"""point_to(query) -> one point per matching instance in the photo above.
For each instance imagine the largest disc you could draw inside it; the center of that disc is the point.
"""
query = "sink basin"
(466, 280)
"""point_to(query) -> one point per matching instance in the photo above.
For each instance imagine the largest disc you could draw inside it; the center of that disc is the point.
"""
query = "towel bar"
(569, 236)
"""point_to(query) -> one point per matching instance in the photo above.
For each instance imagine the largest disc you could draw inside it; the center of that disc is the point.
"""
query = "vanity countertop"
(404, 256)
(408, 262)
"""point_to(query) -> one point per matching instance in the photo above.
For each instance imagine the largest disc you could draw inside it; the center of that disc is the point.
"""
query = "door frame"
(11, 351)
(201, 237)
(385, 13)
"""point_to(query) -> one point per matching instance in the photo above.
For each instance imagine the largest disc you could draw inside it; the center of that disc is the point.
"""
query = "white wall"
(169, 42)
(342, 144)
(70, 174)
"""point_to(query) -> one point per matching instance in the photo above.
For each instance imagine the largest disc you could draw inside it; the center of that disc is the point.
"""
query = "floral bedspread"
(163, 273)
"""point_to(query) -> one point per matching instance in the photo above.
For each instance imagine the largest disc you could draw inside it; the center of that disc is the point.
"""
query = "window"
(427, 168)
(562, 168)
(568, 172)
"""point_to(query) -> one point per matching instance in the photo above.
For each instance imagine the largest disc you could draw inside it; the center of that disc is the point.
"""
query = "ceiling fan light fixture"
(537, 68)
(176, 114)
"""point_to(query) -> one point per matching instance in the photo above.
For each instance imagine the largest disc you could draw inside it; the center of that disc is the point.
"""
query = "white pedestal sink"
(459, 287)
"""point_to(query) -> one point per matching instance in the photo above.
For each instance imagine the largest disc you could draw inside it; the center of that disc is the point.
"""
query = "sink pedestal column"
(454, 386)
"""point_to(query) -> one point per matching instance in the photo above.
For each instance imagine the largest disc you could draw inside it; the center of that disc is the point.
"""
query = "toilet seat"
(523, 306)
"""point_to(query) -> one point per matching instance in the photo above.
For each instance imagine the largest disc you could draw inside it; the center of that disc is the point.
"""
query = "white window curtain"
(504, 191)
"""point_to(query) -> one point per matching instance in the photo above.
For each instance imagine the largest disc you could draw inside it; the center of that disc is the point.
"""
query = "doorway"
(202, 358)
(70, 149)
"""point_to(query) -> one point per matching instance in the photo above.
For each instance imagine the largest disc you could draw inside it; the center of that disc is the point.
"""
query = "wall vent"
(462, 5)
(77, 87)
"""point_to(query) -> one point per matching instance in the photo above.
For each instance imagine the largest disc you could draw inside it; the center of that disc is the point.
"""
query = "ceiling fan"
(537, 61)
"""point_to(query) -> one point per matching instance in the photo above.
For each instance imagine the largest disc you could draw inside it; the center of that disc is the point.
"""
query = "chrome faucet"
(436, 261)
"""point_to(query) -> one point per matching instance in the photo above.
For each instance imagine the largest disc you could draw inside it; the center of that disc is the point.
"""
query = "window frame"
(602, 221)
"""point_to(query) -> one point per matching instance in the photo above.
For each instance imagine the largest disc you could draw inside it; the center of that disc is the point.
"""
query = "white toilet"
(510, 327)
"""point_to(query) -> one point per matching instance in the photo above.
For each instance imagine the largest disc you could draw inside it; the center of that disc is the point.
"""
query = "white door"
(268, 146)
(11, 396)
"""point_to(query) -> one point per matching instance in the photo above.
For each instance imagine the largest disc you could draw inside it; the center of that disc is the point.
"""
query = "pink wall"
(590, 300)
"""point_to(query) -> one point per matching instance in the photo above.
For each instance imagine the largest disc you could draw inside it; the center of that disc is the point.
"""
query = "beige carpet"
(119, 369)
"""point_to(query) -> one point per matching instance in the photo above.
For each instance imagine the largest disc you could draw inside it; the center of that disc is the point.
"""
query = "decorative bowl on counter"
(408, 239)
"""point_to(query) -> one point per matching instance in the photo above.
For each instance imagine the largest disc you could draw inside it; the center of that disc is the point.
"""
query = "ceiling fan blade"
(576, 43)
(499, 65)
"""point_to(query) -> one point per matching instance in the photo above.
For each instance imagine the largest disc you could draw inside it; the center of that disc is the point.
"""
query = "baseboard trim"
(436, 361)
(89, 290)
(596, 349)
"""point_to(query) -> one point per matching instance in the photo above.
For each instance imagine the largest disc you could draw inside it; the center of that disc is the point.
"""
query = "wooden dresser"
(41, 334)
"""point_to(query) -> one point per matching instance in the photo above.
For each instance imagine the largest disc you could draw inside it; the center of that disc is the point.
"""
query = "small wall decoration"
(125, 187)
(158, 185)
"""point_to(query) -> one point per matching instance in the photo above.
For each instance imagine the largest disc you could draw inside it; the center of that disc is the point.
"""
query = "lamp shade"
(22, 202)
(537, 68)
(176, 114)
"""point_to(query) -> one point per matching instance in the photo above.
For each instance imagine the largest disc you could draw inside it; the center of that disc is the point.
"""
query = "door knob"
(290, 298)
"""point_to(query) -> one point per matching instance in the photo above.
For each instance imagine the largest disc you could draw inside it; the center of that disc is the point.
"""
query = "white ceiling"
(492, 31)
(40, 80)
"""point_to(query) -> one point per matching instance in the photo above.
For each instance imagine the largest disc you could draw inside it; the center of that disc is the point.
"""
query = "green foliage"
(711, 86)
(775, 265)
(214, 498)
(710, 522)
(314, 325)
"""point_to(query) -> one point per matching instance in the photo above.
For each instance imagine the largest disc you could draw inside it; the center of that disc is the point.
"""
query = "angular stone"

######

The exercise – Retype the data exactly as given.

Answer –
"""point_to(query) -> one point per matching instance in the photo above.
For each instance imagine the largest disc you could draw inside it; the center of that disc is the point.
"""
query = "sink basin"
(466, 280)
"""point_to(query) -> one point per matching instance in the photo above.
For each instance imagine the largest disc you could draw inside it; the center of that disc is the point.
"""
query = "towel bar"
(569, 236)
"""point_to(query) -> one point per matching instance in the photo above.
For each instance imagine the largest disc you could draw inside it; the center of that disc is the point.
"""
query = "vanity countertop"
(404, 256)
(408, 262)
"""point_to(query) -> one point per matching instance in the photo above.
For each instance imagine the largest disc you could draw inside it; the center of that disc is the point.
"""
query = "door frame"
(11, 351)
(201, 237)
(385, 13)
"""point_to(query) -> one point per matching instance in the photo above.
For each instance imagine the largest disc you could draw inside it; the center of that disc is the point.
"""
query = "white wall"
(169, 42)
(342, 144)
(70, 174)
"""point_to(query) -> one point per matching instance in the photo above.
For each instance imagine the largest disc you could draw inside it; the center of that disc is the point.
"""
query = "floral bedspread"
(163, 273)
"""point_to(query) -> one point per matching instance in the photo above.
For each instance imagine the largest disc you could draw inside it; the center of that disc is the point.
"""
query = "window"
(427, 168)
(562, 168)
(568, 172)
"""point_to(query) -> one point per matching instance in the photo above.
For each instance imagine the largest disc you could draw inside it; the center of that disc is the point.
"""
query = "ceiling fan light fixture"
(537, 68)
(176, 114)
"""point_to(query) -> one point per matching instance in the photo above.
For each instance imagine the largest disc you could draw inside it; the center of that disc is the point.
"""
query = "white pedestal sink"
(459, 287)
"""point_to(query) -> one point per matching instance in the photo above.
For each instance imagine the largest disc you could draw inside it; the center of that disc is the point.
"""
query = "sink pedestal column"
(454, 386)
"""point_to(query) -> one point per matching instance in the photo above.
For each instance imagine the largest disc you could draw inside it; the center of that disc is the point.
"""
query = "toilet seat"
(523, 306)
"""point_to(query) -> one point per matching instance in the photo above.
For each instance imagine the largest disc you could draw inside it; the center of that disc is the point.
"""
query = "white window curtain"
(504, 191)
"""point_to(query) -> one point per matching instance in the photo above.
For each instance imagine the largest disc you could draw inside it; the center of that disc is the point.
"""
query = "doorway"
(202, 358)
(70, 149)
"""point_to(query) -> one point per matching instance in the photo above.
For each instance imagine the largest disc you could draw inside it; the center of that disc is the point.
"""
query = "wall vent"
(462, 5)
(77, 87)
"""point_to(query) -> one point per matching instance in the photo above.
For each instance imagine the largest disc you could draw inside it; the center of that disc is the point.
"""
query = "ceiling fan"
(537, 61)
"""point_to(query) -> one point per matching instance in the photo above.
For each instance imagine the largest disc you could draw inside it; the center of that disc is the point.
"""
query = "chrome faucet"
(436, 261)
"""point_to(query) -> one point per matching instance in the photo above.
For each instance imagine the largest disc you could draw inside it; the center of that disc is the point.
"""
query = "window frame"
(602, 221)
"""point_to(query) -> one point per matching instance in the photo above.
For each instance imagine the largest disc you could draw inside it; the center of that disc is the point.
"""
query = "white toilet"
(510, 327)
"""point_to(query) -> one point per matching instance in the photo above.
For each instance imagine the largest disc you could draw inside it; the center of that disc is the point.
"""
query = "white door"
(268, 146)
(11, 396)
"""point_to(query) -> one point per matching instance in the photo above.
For each instance imagine the largest disc you could draw inside it; the center of that disc is the point.
"""
query = "pink wall"
(590, 300)
"""point_to(query) -> one point per matching instance in the photo above.
For each instance imagine the largest disc you could draw inside it; the center of that disc is the point.
"""
query = "beige carpet"
(119, 369)
"""point_to(query) -> one point per matching instance in the photo above.
For each instance imagine the largest disc you could draw inside it; the center of that disc is the point.
"""
query = "decorative bowl on counter"
(408, 239)
"""point_to(query) -> one point per matching instance in the photo above.
For each instance imagine the largest disc you could draw inside it; the center of that disc is the point.
"""
query = "ceiling fan blade"
(576, 43)
(499, 65)
"""point_to(query) -> one point per matching instance in the photo above.
For each instance imagine the largest disc you could draw inside it; the center of that disc is the point.
"""
query = "baseboard trim"
(436, 361)
(89, 290)
(596, 349)
"""point_to(query) -> one point per matching instance in the photo above.
For each instance imagine the largest disc you could draw inside it; the center of that disc is the point.
"""
query = "wooden dresser"
(41, 334)
"""point_to(query) -> one point per matching instance in the photo above.
For each instance imagine the largest disc you could draw inside it; the center of that disc is the point.
"""
query = "small wall decoration"
(125, 187)
(158, 185)
"""point_to(query) -> one point per matching instance in the photo above.
For each instance imagine the largest disc you could draw inside it; the center of that disc is the point.
"""
query = "lamp shade"
(22, 202)
(537, 68)
(176, 114)
"""point_to(query) -> one point per matching instance in the photo above.
For each instance imagine the largest disc you could draw inside it; the center of that disc is the point.
"""
query = "door knob"
(290, 298)
"""point_to(query) -> one point per matching instance in the photo above.
For each instance imagine the largest disc you could draw inside it; the center of that disc is the point.
"""
query = "white ceiling"
(492, 31)
(40, 80)
"""point_to(query) -> one point per matching instance in the photo above.
For each instance imagine the largest disc you could draw inside it; the center of that disc is the point.
"""
query = "green foliage"
(711, 86)
(775, 265)
(214, 498)
(710, 522)
(314, 325)
"""point_to(query) -> one point per matching instance in the photo above.
For each instance imagine the largest disc you could draw inside it; the center of that disc is the point.
"""
query = "angular stone"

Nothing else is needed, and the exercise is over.